Exercise brief: Check each line of the entries. Copy the ones that contain the string "formula".

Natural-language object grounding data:
- Opening Delimiter -
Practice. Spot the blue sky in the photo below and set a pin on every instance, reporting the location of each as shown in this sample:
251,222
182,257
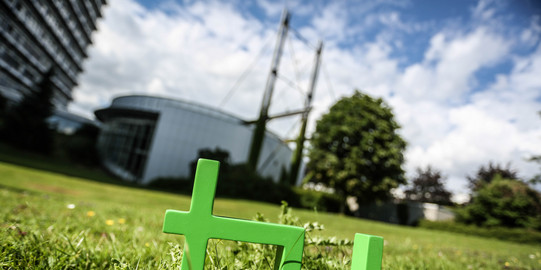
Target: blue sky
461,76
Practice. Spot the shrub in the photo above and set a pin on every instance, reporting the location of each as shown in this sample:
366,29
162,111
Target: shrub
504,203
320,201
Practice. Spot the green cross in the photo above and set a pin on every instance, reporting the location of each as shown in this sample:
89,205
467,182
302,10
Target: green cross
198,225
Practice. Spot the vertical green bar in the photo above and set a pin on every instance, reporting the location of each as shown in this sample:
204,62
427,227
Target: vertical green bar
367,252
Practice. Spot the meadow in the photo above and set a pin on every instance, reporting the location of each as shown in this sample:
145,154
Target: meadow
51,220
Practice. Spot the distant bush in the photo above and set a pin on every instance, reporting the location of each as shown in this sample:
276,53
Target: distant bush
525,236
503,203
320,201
- Closing Delimiter -
- Opening Delimiter -
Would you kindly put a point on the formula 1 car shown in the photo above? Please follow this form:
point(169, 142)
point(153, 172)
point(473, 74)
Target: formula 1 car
- Closing Delimiter -
Task output:
Would you kindly put a point on the formula 1 car shown in the photo above? Please follow this form:
Target: formula 1 car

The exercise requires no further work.